* _TEXTO FORNECIDO_:
20.8.20

Não ter a quem servir

Não é um juízo! Pelo menos, livre. Apesar da rebeldia, que imaginava legítima, tudo o que dizia, mais do que fazia, era sempre uma resposta, embora não fosse confrontado…
Se a morte do estímulo acontecesse, a revolta perdia motivação e, no lugar dela, sobejava somente desorientação ou, em muitos casos, teimosia que, por vezes, era lida como convicção.
Não ter a quem servir aborrece-o!
Falta-lhe um rosto, mesmo se irado, mesmo se oculto. 
Paradoxalmente, hoje, serve um bicho invisível que o obriga a cumprir um dos objetivos da retórica - instituir a distância, estar atento aos movimentos do outro para que haja lugar para o confronto. 
O confronto e não o consenso! Como se a vida da Terra dependesse da eliminação quotidiana da memória…

19.8.20

Tudo sossegado

É assim! Uns correm para o litoral, outros para o interior. Aqui ao lado, poucos se movem. Nem as canas de pesca se agitam; descansam pensativas na corrente... Talvez as aves lhes tenham desviado o cardume! A maré vai cheia - a água do mar sobe, ali, para os lados da Póvoa de Santa Iria, ao contrário da mártir, que do Nabão foi dar nome às areias do Tejo… para, depois, continuar o seu caminho para lá da foz.

* _TAREFAS A REALIZAR_:
1 – No texto fornecido, para que lado sobe a água do mar quando a maré vai cheia?
2 – Transcreva do texto fornecido o trecho que vai de "Não é um juízo!" até "quem servir aborrece-o!".
Os registos não têm relação com o texto fornecido.

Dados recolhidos
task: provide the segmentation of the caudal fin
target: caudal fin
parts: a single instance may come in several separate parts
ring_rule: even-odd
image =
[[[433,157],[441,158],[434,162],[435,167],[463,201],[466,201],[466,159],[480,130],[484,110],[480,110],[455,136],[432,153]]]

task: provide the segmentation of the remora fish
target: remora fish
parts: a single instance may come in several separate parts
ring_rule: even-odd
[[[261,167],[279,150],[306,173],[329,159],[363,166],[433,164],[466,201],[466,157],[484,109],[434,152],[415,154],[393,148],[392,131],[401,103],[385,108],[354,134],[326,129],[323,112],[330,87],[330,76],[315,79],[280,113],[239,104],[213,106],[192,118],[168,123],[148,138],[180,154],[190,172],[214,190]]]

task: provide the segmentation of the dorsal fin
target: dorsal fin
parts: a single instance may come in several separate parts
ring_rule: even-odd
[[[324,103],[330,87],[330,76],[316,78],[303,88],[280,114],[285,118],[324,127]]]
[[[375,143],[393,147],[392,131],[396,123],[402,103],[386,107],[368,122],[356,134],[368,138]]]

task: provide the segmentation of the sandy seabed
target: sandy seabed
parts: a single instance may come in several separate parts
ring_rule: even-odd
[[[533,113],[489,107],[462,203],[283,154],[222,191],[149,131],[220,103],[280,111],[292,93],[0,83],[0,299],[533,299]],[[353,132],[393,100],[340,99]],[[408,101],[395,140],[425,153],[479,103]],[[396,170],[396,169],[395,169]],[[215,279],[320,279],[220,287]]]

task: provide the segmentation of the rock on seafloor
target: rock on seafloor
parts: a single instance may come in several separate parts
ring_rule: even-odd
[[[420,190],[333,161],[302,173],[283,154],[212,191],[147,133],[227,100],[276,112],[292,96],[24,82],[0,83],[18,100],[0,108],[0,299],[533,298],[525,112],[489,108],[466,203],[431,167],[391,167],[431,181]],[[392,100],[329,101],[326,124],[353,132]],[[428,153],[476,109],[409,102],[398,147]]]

* _RESPOSTAS ESCRITAS_:
1 – Para os lados da Póvoa de Santa Iria.

2 –
Não é um juízo! Pelo menos, livre. Apesar da rebeldia, que imaginava legítima, tudo o que dizia, mais do que fazia, era sempre uma resposta, embora não fosse confrontado…
Se a morte do estímulo acontecesse, a revolta perdia motivação e, no lugar dela, sobejava somente desorientação ou, em muitos casos, teimosia que, por vezes, era lida como convicção.
Não ter a quem servir aborrece-o!